═══ Extracted information

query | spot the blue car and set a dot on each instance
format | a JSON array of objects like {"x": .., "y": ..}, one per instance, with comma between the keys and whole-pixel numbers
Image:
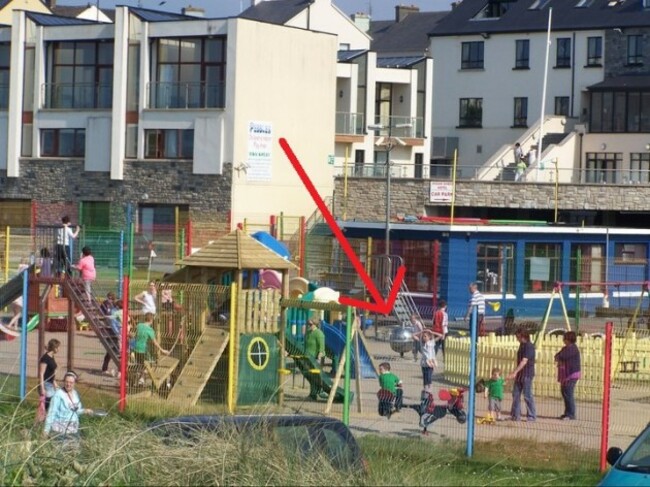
[{"x": 631, "y": 468}]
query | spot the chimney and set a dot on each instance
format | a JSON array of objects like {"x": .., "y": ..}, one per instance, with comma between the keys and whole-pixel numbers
[
  {"x": 193, "y": 11},
  {"x": 362, "y": 21},
  {"x": 401, "y": 11}
]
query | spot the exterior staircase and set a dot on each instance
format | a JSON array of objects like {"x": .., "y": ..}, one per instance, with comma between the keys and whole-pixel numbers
[
  {"x": 100, "y": 324},
  {"x": 199, "y": 366}
]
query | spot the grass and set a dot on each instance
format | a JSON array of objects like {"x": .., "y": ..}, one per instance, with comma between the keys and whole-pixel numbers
[{"x": 117, "y": 450}]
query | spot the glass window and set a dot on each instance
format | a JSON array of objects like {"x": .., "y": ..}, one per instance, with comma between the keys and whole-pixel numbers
[
  {"x": 562, "y": 105},
  {"x": 635, "y": 49},
  {"x": 522, "y": 54},
  {"x": 594, "y": 51},
  {"x": 563, "y": 56},
  {"x": 494, "y": 261},
  {"x": 588, "y": 265},
  {"x": 471, "y": 112},
  {"x": 472, "y": 55},
  {"x": 542, "y": 266},
  {"x": 521, "y": 112}
]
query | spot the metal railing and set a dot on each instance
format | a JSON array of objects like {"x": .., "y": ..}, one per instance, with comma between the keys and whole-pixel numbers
[
  {"x": 199, "y": 94},
  {"x": 77, "y": 95},
  {"x": 350, "y": 123}
]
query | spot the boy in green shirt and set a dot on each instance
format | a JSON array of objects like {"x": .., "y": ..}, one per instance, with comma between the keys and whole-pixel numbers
[
  {"x": 494, "y": 393},
  {"x": 390, "y": 393}
]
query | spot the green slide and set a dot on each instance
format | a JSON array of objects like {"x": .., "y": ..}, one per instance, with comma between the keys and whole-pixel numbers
[{"x": 306, "y": 364}]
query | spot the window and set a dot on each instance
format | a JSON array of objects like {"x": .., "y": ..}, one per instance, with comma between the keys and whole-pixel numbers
[
  {"x": 471, "y": 112},
  {"x": 494, "y": 261},
  {"x": 562, "y": 105},
  {"x": 630, "y": 253},
  {"x": 190, "y": 73},
  {"x": 594, "y": 51},
  {"x": 63, "y": 142},
  {"x": 169, "y": 144},
  {"x": 4, "y": 75},
  {"x": 542, "y": 264},
  {"x": 639, "y": 167},
  {"x": 521, "y": 112},
  {"x": 82, "y": 75},
  {"x": 522, "y": 54},
  {"x": 635, "y": 50},
  {"x": 588, "y": 263},
  {"x": 472, "y": 55},
  {"x": 602, "y": 167},
  {"x": 563, "y": 54}
]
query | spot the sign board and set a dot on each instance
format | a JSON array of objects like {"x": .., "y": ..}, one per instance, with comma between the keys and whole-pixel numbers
[{"x": 440, "y": 192}]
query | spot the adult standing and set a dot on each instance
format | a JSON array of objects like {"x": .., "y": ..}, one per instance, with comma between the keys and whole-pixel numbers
[
  {"x": 47, "y": 372},
  {"x": 63, "y": 255},
  {"x": 476, "y": 300},
  {"x": 568, "y": 373},
  {"x": 523, "y": 376},
  {"x": 315, "y": 349}
]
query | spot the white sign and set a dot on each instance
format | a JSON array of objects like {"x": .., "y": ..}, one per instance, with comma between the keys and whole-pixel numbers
[
  {"x": 260, "y": 145},
  {"x": 440, "y": 192}
]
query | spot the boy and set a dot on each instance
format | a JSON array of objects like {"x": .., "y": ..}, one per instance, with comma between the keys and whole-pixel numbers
[
  {"x": 389, "y": 383},
  {"x": 494, "y": 393}
]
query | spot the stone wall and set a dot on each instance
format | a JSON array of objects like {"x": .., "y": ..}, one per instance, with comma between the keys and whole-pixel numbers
[
  {"x": 58, "y": 185},
  {"x": 366, "y": 199}
]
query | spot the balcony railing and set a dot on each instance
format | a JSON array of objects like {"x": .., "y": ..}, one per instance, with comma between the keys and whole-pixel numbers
[
  {"x": 187, "y": 95},
  {"x": 414, "y": 129},
  {"x": 350, "y": 123},
  {"x": 4, "y": 97},
  {"x": 77, "y": 95}
]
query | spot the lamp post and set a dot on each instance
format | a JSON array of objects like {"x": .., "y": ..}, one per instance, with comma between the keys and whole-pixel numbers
[{"x": 390, "y": 144}]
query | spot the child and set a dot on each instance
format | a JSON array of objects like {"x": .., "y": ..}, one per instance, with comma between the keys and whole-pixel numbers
[
  {"x": 428, "y": 361},
  {"x": 494, "y": 393},
  {"x": 86, "y": 267},
  {"x": 390, "y": 391}
]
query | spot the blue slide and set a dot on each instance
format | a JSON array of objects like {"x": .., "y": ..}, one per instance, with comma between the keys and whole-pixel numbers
[{"x": 335, "y": 342}]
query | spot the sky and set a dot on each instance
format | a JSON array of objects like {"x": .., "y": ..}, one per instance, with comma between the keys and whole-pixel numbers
[{"x": 381, "y": 9}]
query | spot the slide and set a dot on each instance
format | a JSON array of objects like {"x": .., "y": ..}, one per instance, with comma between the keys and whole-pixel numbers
[
  {"x": 31, "y": 324},
  {"x": 335, "y": 342},
  {"x": 307, "y": 364}
]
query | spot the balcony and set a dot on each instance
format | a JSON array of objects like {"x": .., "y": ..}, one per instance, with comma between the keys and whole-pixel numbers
[
  {"x": 186, "y": 96},
  {"x": 406, "y": 127},
  {"x": 77, "y": 95}
]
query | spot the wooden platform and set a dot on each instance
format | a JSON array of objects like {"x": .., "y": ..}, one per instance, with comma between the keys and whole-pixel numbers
[{"x": 199, "y": 366}]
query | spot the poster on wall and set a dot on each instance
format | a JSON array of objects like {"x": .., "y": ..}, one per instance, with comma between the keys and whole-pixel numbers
[{"x": 260, "y": 145}]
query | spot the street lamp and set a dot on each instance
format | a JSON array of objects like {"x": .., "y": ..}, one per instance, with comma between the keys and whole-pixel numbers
[{"x": 390, "y": 142}]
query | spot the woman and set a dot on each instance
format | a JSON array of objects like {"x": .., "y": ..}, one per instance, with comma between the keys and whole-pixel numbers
[
  {"x": 568, "y": 373},
  {"x": 63, "y": 416},
  {"x": 47, "y": 371}
]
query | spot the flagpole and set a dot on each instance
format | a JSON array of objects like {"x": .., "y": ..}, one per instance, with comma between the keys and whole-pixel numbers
[{"x": 541, "y": 120}]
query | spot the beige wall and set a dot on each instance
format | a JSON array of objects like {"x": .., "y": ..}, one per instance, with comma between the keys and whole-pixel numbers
[
  {"x": 286, "y": 77},
  {"x": 30, "y": 5}
]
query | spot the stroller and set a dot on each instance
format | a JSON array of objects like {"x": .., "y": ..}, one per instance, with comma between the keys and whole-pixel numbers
[{"x": 429, "y": 412}]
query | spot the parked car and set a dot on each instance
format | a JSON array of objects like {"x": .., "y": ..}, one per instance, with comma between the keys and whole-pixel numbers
[
  {"x": 303, "y": 437},
  {"x": 632, "y": 467}
]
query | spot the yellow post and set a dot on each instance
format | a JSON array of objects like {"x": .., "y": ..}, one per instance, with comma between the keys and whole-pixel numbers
[
  {"x": 345, "y": 185},
  {"x": 232, "y": 349},
  {"x": 453, "y": 186}
]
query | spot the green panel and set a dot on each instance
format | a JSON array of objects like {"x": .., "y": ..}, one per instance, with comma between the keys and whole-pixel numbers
[{"x": 259, "y": 361}]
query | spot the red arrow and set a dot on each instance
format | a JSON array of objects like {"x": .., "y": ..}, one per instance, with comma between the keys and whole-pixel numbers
[{"x": 379, "y": 306}]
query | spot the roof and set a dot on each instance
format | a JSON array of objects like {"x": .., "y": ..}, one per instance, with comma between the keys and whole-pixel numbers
[
  {"x": 629, "y": 82},
  {"x": 275, "y": 11},
  {"x": 567, "y": 15},
  {"x": 56, "y": 20},
  {"x": 408, "y": 35},
  {"x": 157, "y": 16},
  {"x": 237, "y": 250}
]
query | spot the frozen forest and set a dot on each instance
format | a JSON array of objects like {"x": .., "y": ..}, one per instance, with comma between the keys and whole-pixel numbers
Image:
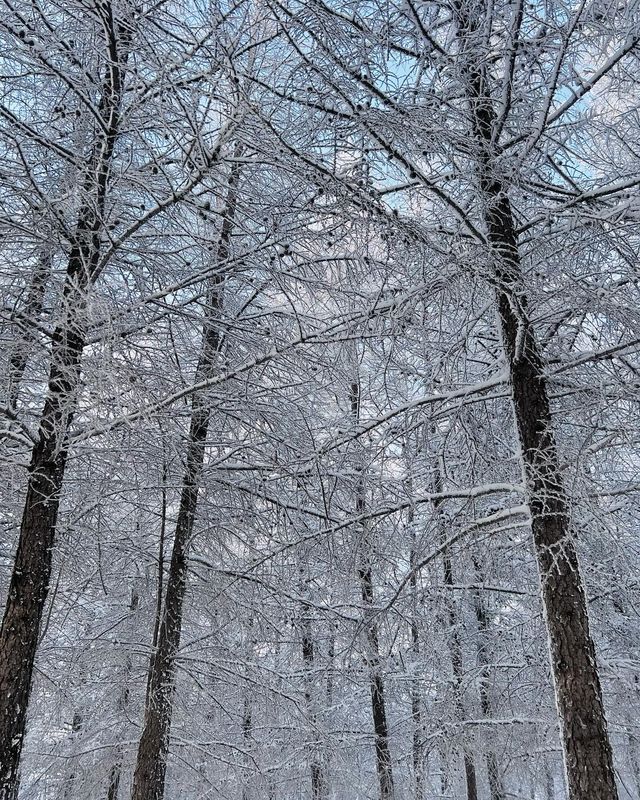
[{"x": 320, "y": 399}]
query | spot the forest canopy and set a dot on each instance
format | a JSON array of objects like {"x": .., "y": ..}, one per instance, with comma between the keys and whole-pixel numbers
[{"x": 320, "y": 389}]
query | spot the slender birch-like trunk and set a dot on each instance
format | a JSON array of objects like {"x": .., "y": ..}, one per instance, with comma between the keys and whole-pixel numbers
[
  {"x": 153, "y": 748},
  {"x": 29, "y": 583},
  {"x": 587, "y": 749},
  {"x": 376, "y": 683}
]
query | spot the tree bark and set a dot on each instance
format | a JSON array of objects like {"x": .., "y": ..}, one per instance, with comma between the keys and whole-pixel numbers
[
  {"x": 376, "y": 683},
  {"x": 496, "y": 786},
  {"x": 587, "y": 749},
  {"x": 318, "y": 776},
  {"x": 153, "y": 748},
  {"x": 115, "y": 773},
  {"x": 455, "y": 646},
  {"x": 29, "y": 583},
  {"x": 28, "y": 317}
]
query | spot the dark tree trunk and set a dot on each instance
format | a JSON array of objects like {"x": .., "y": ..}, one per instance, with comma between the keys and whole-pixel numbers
[
  {"x": 27, "y": 321},
  {"x": 153, "y": 749},
  {"x": 457, "y": 666},
  {"x": 455, "y": 646},
  {"x": 417, "y": 749},
  {"x": 29, "y": 583},
  {"x": 496, "y": 787},
  {"x": 587, "y": 749},
  {"x": 115, "y": 772},
  {"x": 318, "y": 775},
  {"x": 376, "y": 683}
]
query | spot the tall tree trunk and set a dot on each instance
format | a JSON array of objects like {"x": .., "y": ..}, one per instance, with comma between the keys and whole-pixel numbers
[
  {"x": 417, "y": 748},
  {"x": 28, "y": 317},
  {"x": 587, "y": 749},
  {"x": 115, "y": 773},
  {"x": 496, "y": 786},
  {"x": 29, "y": 583},
  {"x": 376, "y": 683},
  {"x": 318, "y": 776},
  {"x": 153, "y": 748},
  {"x": 457, "y": 666},
  {"x": 455, "y": 645}
]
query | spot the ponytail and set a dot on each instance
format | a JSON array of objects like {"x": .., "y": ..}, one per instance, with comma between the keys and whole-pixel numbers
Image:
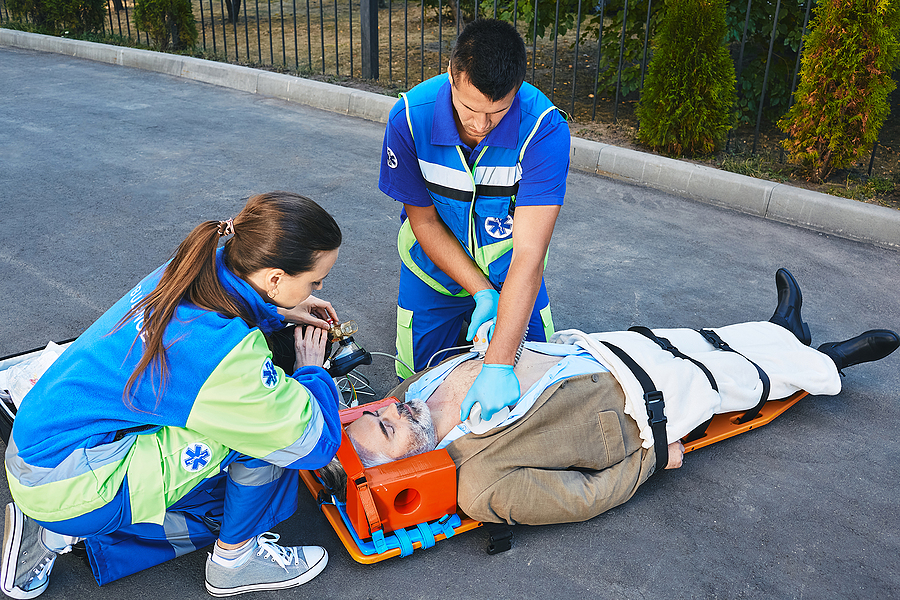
[{"x": 275, "y": 230}]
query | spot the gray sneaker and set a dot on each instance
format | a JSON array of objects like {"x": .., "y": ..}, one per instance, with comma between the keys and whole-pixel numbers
[
  {"x": 26, "y": 565},
  {"x": 271, "y": 567}
]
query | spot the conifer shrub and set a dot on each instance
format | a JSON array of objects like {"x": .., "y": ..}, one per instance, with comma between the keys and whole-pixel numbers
[
  {"x": 687, "y": 106},
  {"x": 169, "y": 23},
  {"x": 60, "y": 16},
  {"x": 845, "y": 80}
]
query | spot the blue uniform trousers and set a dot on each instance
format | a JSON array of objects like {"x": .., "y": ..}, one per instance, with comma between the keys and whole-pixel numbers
[{"x": 247, "y": 497}]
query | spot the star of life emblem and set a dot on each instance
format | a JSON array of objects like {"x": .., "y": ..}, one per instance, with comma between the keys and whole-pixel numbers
[
  {"x": 392, "y": 159},
  {"x": 498, "y": 228},
  {"x": 268, "y": 374},
  {"x": 195, "y": 457}
]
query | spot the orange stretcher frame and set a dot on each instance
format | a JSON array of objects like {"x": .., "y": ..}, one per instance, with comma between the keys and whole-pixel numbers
[{"x": 423, "y": 488}]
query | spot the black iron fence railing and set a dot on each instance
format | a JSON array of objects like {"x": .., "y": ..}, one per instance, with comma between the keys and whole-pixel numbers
[{"x": 589, "y": 56}]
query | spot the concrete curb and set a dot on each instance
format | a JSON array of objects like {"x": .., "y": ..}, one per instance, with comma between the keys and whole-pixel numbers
[{"x": 845, "y": 218}]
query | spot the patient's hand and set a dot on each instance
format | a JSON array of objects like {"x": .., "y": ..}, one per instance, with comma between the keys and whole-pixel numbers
[
  {"x": 311, "y": 311},
  {"x": 676, "y": 455},
  {"x": 309, "y": 346}
]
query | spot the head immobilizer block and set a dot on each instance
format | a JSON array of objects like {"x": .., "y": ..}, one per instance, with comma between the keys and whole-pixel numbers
[{"x": 398, "y": 494}]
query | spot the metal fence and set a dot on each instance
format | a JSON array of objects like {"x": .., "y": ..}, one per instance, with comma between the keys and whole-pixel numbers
[{"x": 398, "y": 43}]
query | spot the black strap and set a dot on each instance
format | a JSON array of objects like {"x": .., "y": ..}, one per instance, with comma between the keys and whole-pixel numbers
[
  {"x": 668, "y": 347},
  {"x": 499, "y": 537},
  {"x": 656, "y": 407},
  {"x": 713, "y": 338}
]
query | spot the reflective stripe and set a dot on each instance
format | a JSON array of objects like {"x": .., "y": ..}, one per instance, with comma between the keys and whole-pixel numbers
[
  {"x": 534, "y": 130},
  {"x": 79, "y": 462},
  {"x": 547, "y": 320},
  {"x": 405, "y": 240},
  {"x": 447, "y": 177},
  {"x": 307, "y": 442},
  {"x": 485, "y": 255},
  {"x": 87, "y": 479},
  {"x": 404, "y": 342},
  {"x": 254, "y": 476},
  {"x": 498, "y": 176},
  {"x": 177, "y": 533}
]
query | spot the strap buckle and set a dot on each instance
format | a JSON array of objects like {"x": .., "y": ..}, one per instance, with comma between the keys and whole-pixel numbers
[
  {"x": 713, "y": 338},
  {"x": 656, "y": 408}
]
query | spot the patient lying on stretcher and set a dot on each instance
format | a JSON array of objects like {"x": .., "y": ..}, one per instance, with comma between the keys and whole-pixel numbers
[{"x": 578, "y": 442}]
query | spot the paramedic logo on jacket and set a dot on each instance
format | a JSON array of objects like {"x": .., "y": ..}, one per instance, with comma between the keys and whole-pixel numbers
[
  {"x": 195, "y": 457},
  {"x": 268, "y": 374},
  {"x": 498, "y": 228}
]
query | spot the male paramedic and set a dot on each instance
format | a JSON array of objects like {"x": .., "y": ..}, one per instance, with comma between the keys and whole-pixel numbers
[
  {"x": 579, "y": 442},
  {"x": 479, "y": 160}
]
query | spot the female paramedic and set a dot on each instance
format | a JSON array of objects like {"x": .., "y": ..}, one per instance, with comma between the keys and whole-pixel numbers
[{"x": 166, "y": 426}]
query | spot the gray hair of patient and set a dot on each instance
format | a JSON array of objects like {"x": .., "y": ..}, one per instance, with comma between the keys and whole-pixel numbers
[{"x": 334, "y": 478}]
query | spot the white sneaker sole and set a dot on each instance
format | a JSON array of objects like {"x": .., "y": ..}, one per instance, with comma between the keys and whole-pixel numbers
[
  {"x": 12, "y": 539},
  {"x": 308, "y": 575}
]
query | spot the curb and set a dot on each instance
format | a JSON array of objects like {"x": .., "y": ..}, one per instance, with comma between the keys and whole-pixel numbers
[{"x": 868, "y": 223}]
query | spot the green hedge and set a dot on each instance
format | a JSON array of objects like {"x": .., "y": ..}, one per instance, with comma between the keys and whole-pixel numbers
[
  {"x": 845, "y": 80},
  {"x": 60, "y": 16},
  {"x": 169, "y": 23},
  {"x": 687, "y": 106}
]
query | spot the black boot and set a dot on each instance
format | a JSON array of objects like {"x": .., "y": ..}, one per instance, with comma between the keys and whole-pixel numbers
[
  {"x": 787, "y": 313},
  {"x": 866, "y": 347}
]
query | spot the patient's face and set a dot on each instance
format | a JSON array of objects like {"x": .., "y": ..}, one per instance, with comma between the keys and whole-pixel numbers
[{"x": 393, "y": 432}]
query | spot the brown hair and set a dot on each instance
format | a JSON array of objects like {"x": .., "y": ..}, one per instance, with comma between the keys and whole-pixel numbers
[{"x": 274, "y": 230}]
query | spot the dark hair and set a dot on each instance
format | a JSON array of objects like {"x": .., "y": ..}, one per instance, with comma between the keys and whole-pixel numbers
[
  {"x": 492, "y": 55},
  {"x": 274, "y": 230}
]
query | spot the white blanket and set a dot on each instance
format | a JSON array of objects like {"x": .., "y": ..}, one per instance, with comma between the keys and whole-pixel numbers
[{"x": 689, "y": 399}]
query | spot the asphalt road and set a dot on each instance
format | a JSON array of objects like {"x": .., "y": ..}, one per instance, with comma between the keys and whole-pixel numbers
[{"x": 104, "y": 169}]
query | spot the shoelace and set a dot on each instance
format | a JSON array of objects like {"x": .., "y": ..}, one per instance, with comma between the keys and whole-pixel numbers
[
  {"x": 42, "y": 570},
  {"x": 279, "y": 554}
]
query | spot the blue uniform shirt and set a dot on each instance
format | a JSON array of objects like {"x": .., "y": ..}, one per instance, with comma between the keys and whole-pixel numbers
[{"x": 544, "y": 166}]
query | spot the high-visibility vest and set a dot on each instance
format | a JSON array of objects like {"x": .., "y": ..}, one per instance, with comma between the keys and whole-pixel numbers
[{"x": 476, "y": 204}]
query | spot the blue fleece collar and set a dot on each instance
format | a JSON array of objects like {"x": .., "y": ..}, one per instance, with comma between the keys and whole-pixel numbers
[{"x": 264, "y": 314}]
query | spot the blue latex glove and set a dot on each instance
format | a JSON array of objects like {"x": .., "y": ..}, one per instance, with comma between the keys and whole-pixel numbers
[
  {"x": 495, "y": 388},
  {"x": 486, "y": 302}
]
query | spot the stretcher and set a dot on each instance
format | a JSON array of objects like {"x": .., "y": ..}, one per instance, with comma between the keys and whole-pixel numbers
[
  {"x": 410, "y": 504},
  {"x": 394, "y": 509}
]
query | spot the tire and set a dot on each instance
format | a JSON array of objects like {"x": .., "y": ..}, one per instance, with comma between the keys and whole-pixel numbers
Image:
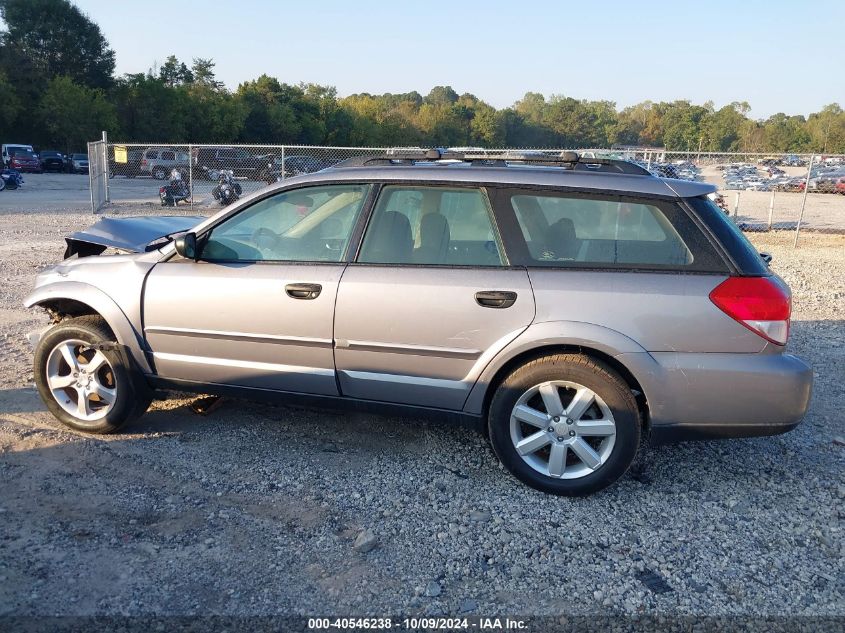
[
  {"x": 610, "y": 426},
  {"x": 114, "y": 378}
]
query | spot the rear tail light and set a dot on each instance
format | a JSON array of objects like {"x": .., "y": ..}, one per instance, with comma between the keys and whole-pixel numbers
[{"x": 762, "y": 304}]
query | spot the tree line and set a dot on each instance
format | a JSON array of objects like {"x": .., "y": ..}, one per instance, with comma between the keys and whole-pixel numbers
[{"x": 58, "y": 89}]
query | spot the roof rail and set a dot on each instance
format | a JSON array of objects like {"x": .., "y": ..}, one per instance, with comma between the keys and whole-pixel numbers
[{"x": 566, "y": 160}]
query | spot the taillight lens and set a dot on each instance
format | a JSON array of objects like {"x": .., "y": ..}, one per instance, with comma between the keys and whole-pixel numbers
[{"x": 762, "y": 304}]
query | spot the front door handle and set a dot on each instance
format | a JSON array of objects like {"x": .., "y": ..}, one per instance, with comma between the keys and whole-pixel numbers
[
  {"x": 303, "y": 291},
  {"x": 495, "y": 298}
]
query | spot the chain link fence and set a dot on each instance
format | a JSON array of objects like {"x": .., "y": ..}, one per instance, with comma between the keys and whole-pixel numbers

══════

• **Exercise aim**: Which lines run from the one containing "query | spot the rear" to the end of the entries above? Quote exactly those, and only those.

• **Full answer**:
query | spot the rear tail light and set a dot on each instance
format | a JSON array of objects like {"x": .., "y": ..}, one per instance, with comma between the keys and whole-pixel numbers
[{"x": 762, "y": 304}]
query | spot the tree line and set a dot on each instance
format | a JSON array of objects like {"x": .., "y": ..}, one per instance, with comma between the keys and whole-pixel numbers
[{"x": 58, "y": 89}]
query | spot the roof rail and set a dot on each instance
format | a JSON array of objects like {"x": .., "y": ..}, one per instance, with comma between the keys and whole-pixel numbers
[{"x": 566, "y": 160}]
query | spot the taillight lens and set a dot on each instance
format | a JSON array of objects like {"x": .., "y": ..}, one per instance, with comma between the keys and whole-pixel numbers
[{"x": 762, "y": 304}]
query | spot the front door handle and set a dot on each instance
format | a JSON array of objects like {"x": .., "y": ..}, one per instance, with comma between the keys and whole-pixel numbers
[
  {"x": 303, "y": 291},
  {"x": 495, "y": 298}
]
query | spot the chain link fence and set a dot on each instance
format | a JSON array of objects like {"x": .., "y": ..}, one per instance, with comma between the keys and whole-pixel numbers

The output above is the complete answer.